**Direction:**
Count how many lines of the listing below contain the string "tall", treating uppercase and lowercase letters as distinct, and reply with only the number.

— START —

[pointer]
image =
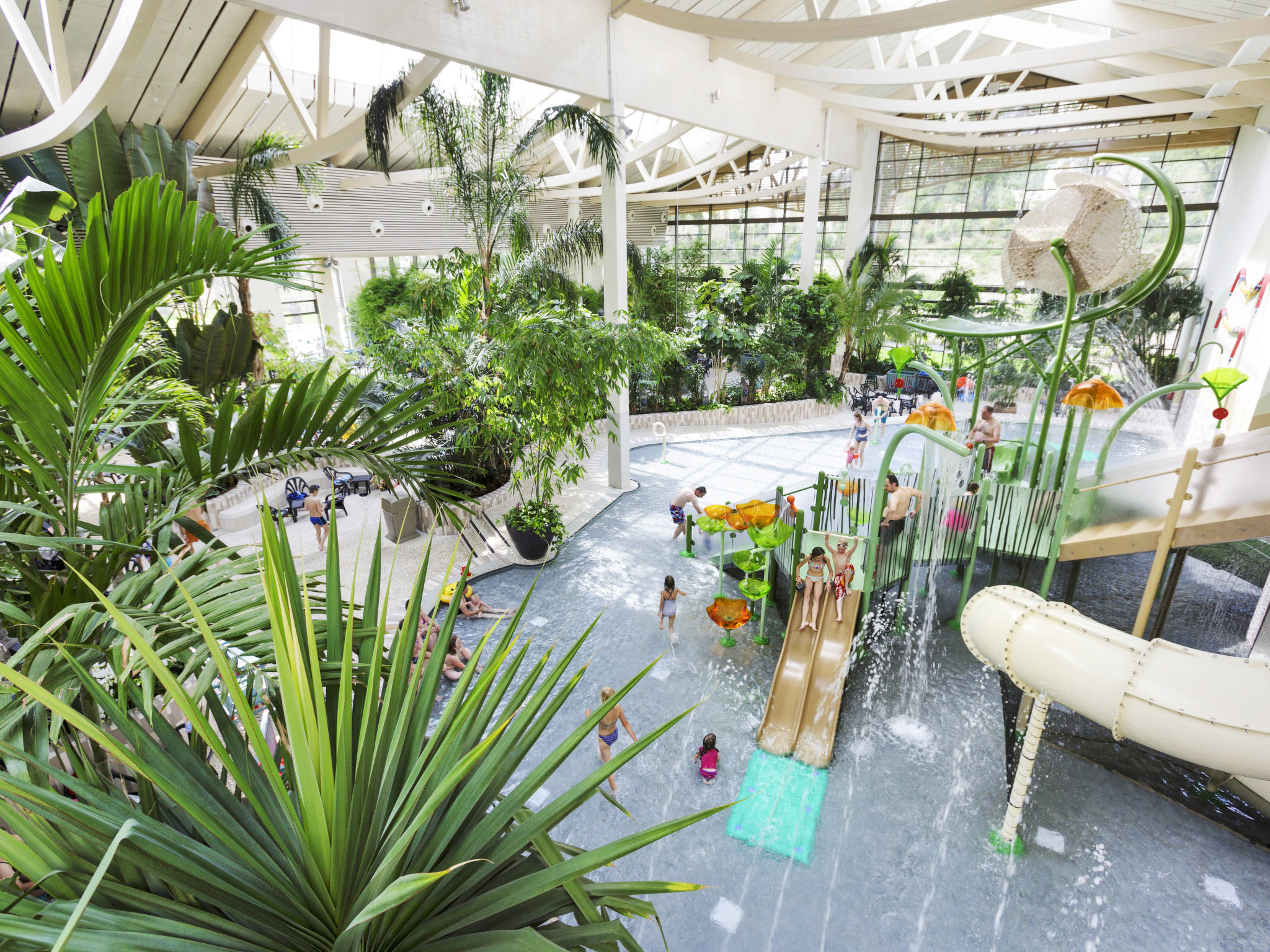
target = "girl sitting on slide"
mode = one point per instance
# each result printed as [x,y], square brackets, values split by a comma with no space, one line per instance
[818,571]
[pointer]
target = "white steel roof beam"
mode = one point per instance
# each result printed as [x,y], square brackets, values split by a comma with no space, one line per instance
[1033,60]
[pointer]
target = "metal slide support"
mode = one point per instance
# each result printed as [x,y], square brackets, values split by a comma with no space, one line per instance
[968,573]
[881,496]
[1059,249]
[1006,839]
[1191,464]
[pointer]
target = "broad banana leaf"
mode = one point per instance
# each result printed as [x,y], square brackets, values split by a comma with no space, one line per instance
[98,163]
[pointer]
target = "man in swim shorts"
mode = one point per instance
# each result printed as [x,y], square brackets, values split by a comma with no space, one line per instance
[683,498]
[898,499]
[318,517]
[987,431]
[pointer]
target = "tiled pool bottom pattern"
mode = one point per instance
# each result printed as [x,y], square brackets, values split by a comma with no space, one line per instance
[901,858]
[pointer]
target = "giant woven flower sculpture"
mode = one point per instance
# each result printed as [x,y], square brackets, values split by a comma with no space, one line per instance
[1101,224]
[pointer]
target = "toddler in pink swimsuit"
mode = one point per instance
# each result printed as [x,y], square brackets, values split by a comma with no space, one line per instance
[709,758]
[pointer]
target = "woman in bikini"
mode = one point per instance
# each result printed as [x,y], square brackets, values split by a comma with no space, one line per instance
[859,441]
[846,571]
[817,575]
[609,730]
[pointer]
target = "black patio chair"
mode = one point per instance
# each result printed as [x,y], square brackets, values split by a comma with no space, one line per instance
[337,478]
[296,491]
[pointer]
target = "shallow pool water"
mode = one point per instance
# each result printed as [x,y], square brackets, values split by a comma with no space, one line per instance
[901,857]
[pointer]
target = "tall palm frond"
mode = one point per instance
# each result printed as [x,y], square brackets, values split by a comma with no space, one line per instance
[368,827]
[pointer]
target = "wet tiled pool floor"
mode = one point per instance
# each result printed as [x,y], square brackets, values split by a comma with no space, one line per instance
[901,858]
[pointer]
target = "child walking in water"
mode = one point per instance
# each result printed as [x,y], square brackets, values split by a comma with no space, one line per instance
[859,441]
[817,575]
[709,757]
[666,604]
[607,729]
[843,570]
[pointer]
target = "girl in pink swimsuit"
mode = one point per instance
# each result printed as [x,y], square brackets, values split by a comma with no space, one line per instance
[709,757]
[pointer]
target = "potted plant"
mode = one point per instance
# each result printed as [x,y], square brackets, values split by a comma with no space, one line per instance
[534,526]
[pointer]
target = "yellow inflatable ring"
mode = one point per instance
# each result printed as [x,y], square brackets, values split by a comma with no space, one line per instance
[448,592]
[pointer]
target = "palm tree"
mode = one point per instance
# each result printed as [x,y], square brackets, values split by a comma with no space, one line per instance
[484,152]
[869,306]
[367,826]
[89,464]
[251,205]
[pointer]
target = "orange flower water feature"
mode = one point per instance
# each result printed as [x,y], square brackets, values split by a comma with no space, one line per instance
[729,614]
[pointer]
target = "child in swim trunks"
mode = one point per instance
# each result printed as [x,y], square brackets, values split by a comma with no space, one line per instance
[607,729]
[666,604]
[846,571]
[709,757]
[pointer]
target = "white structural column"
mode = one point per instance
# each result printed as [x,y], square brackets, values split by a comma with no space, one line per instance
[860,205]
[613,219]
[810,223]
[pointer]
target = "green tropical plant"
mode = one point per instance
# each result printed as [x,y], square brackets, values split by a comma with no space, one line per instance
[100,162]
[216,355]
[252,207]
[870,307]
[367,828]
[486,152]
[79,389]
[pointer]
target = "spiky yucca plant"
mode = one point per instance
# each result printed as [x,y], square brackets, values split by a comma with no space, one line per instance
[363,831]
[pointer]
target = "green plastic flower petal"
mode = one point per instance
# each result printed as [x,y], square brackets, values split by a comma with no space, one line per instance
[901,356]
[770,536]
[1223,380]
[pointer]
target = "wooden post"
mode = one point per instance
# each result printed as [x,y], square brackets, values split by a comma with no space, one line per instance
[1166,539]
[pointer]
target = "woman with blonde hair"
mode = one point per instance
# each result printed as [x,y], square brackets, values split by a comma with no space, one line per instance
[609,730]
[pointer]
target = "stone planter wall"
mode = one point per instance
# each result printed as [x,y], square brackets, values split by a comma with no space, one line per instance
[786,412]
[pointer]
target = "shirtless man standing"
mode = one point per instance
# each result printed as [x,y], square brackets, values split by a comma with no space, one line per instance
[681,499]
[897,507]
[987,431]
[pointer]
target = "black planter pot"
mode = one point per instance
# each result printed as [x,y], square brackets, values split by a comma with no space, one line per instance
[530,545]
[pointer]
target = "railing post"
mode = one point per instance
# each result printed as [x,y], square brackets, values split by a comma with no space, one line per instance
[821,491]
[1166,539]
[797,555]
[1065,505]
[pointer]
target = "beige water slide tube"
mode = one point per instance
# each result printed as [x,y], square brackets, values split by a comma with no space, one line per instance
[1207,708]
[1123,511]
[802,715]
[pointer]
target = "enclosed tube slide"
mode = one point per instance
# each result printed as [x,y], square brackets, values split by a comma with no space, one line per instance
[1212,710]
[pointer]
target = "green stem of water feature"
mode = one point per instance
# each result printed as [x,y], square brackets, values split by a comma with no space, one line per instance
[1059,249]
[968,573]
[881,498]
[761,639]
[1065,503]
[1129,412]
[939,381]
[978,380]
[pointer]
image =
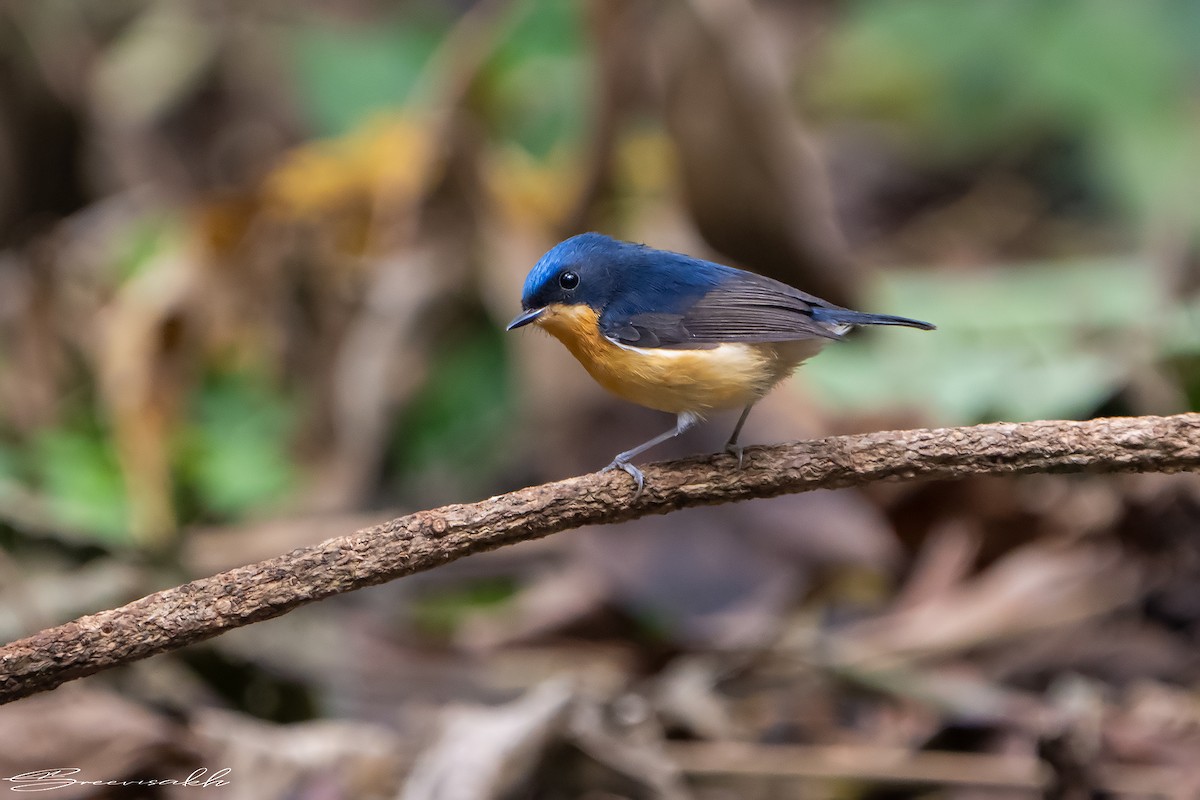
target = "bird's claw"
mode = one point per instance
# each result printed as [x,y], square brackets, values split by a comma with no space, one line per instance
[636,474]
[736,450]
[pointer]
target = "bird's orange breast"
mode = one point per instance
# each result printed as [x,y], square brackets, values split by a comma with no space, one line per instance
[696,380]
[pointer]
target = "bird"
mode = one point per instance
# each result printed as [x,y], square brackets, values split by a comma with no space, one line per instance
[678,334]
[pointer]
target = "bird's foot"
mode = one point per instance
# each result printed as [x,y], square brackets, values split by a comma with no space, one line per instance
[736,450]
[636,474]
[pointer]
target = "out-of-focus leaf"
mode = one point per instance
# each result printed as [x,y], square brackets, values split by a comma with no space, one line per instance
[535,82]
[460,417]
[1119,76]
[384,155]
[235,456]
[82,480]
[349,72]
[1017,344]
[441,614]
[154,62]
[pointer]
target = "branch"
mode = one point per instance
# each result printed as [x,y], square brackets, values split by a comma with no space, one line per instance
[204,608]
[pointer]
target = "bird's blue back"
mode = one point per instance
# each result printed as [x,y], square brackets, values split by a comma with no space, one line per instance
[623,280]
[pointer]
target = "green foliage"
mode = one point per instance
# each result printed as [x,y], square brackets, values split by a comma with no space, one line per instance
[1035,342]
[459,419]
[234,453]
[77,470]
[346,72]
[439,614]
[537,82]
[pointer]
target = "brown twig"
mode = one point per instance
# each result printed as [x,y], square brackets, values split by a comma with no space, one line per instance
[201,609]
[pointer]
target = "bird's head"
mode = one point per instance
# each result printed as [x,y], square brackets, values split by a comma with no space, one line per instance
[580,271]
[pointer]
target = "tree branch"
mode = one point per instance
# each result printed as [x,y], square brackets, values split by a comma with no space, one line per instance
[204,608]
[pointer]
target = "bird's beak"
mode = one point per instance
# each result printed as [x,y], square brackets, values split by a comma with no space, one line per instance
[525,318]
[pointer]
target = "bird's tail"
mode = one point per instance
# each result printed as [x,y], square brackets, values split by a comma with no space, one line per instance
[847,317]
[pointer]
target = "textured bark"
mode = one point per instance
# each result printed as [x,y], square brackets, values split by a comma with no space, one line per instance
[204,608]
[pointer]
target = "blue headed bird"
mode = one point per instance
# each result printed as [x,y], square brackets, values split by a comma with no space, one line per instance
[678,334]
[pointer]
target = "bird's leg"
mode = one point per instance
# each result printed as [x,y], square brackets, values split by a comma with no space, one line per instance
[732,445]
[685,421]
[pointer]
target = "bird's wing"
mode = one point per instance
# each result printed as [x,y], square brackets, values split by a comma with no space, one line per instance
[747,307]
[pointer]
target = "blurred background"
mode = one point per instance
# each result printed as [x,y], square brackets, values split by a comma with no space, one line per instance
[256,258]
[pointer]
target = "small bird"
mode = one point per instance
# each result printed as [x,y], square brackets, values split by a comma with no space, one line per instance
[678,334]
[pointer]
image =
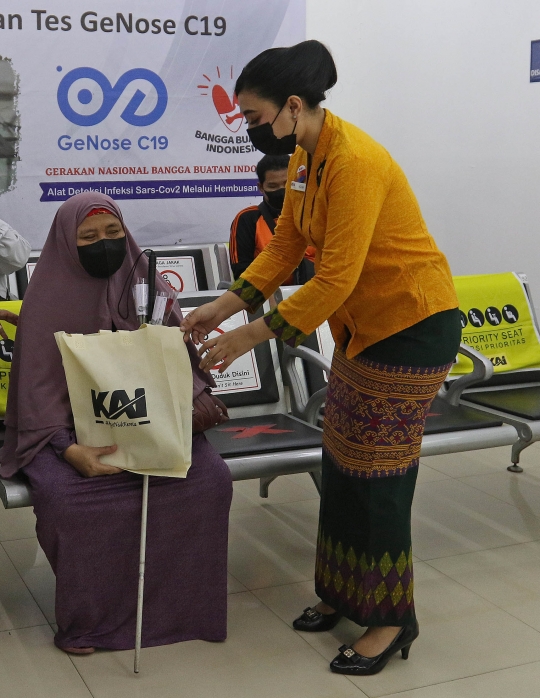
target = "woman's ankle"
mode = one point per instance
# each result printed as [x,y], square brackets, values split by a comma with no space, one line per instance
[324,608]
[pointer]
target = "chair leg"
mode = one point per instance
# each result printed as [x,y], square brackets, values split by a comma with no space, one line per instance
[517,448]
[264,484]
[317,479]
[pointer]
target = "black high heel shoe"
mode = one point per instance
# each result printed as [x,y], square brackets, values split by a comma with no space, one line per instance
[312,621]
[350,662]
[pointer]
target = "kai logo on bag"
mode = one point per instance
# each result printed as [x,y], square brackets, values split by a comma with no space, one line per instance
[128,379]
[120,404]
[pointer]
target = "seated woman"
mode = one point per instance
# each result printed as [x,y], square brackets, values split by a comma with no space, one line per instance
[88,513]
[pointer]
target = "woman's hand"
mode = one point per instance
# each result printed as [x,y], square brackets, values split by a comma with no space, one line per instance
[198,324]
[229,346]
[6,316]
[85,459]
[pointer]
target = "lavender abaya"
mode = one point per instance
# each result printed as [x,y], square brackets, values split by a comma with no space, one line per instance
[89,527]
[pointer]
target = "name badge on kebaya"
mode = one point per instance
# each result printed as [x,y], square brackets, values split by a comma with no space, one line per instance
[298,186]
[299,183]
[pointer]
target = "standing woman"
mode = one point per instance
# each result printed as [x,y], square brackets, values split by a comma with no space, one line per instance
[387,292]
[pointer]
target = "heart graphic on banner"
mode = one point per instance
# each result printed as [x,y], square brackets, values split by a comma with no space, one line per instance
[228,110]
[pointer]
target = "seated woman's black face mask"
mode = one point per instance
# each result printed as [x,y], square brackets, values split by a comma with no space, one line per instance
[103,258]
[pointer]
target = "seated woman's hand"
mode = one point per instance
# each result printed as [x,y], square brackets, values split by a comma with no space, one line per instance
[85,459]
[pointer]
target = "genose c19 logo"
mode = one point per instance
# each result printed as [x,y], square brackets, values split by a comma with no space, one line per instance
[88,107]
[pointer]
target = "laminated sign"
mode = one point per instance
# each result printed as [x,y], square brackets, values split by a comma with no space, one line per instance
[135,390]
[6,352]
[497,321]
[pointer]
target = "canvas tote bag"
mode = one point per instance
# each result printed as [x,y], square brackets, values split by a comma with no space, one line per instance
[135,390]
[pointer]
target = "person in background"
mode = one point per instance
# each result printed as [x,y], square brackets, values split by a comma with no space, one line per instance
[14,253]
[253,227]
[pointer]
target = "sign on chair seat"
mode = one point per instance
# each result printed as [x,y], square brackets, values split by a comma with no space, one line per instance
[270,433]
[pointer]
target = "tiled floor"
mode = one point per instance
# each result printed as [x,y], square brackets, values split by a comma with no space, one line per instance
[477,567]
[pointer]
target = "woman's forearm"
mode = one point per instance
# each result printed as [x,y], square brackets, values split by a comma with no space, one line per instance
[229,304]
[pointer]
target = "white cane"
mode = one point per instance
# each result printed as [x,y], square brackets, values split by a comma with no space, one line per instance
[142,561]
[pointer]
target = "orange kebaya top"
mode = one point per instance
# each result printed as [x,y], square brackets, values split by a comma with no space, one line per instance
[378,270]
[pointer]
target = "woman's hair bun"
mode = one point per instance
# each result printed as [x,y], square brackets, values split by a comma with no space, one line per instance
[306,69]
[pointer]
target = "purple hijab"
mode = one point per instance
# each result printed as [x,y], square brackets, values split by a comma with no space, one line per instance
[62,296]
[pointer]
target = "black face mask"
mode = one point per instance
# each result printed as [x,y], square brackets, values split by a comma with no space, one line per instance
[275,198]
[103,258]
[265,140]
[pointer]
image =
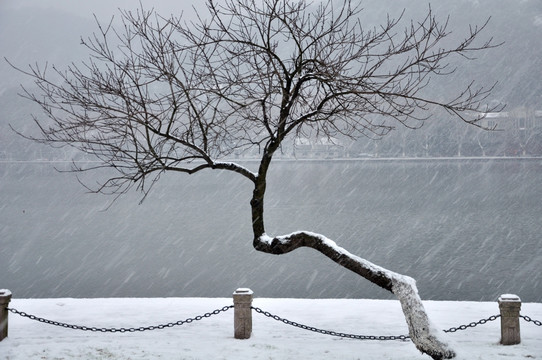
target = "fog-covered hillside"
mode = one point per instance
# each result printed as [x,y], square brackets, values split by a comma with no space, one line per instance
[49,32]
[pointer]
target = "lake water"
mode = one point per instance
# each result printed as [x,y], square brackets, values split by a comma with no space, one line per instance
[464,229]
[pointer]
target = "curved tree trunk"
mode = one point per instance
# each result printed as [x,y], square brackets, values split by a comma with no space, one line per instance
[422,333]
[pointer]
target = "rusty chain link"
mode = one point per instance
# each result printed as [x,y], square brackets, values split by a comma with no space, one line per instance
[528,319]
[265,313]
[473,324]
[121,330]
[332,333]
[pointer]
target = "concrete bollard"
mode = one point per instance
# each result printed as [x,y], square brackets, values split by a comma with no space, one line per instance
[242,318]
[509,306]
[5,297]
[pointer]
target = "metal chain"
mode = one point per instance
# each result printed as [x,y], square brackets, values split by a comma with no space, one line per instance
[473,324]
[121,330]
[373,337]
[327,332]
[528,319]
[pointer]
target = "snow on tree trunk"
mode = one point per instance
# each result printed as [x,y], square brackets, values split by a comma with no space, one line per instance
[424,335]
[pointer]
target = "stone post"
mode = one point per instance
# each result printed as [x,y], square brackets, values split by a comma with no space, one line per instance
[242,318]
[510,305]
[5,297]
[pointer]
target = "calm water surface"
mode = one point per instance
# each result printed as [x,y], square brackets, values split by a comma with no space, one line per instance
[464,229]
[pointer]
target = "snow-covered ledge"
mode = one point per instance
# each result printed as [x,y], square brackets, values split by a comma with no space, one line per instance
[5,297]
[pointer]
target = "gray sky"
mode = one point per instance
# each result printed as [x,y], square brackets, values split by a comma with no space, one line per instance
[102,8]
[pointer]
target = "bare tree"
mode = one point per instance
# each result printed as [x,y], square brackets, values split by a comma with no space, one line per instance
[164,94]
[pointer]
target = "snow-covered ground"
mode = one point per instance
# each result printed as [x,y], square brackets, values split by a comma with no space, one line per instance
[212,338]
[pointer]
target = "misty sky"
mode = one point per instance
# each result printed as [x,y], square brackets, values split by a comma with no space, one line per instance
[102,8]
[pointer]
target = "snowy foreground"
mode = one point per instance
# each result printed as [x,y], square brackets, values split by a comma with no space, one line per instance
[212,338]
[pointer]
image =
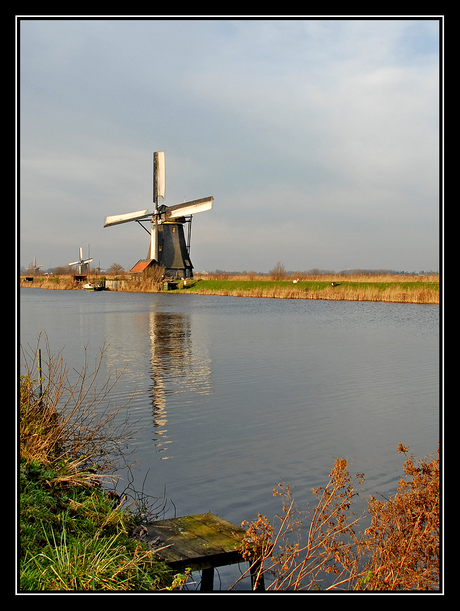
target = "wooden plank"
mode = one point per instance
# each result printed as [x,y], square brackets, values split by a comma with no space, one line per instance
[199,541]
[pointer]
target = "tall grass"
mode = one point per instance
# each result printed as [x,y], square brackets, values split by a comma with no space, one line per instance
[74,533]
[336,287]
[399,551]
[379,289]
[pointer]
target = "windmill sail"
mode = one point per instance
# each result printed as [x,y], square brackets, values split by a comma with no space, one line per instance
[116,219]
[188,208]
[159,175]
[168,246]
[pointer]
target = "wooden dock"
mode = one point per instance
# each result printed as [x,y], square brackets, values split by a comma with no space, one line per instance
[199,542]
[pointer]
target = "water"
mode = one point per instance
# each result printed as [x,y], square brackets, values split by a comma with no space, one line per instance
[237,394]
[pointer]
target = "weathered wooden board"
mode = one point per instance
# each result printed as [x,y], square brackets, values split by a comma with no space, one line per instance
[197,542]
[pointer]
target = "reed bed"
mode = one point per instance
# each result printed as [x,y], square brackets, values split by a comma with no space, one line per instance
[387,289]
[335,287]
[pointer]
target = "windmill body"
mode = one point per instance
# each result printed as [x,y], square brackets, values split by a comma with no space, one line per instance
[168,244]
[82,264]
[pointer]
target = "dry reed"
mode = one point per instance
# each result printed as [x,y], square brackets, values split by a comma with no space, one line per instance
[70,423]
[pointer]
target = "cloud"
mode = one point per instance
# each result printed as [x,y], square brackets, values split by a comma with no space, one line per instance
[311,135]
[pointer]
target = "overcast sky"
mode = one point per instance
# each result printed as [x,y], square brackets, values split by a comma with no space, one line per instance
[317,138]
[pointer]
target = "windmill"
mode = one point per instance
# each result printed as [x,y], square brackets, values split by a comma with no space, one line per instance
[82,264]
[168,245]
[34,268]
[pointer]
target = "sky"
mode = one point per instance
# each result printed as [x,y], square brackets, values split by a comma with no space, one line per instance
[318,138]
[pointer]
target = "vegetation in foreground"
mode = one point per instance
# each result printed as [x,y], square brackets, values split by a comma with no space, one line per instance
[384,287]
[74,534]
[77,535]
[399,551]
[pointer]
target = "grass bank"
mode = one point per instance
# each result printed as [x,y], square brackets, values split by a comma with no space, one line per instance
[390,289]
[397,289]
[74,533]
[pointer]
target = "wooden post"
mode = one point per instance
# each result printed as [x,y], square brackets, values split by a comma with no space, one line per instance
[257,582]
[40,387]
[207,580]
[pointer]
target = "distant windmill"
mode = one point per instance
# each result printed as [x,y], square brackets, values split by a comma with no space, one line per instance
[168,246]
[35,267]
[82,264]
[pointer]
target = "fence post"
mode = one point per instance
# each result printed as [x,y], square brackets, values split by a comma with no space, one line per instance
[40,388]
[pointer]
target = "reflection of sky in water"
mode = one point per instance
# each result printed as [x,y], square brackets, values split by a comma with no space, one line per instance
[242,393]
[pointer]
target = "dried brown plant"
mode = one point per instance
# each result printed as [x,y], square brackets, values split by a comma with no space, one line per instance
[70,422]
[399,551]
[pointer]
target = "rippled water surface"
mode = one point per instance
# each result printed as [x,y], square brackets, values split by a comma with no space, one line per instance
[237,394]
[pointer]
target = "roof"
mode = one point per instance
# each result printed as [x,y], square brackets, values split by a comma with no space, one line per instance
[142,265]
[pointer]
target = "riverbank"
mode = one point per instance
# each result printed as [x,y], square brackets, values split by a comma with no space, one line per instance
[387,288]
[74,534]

— END —

**Worked solution:**
2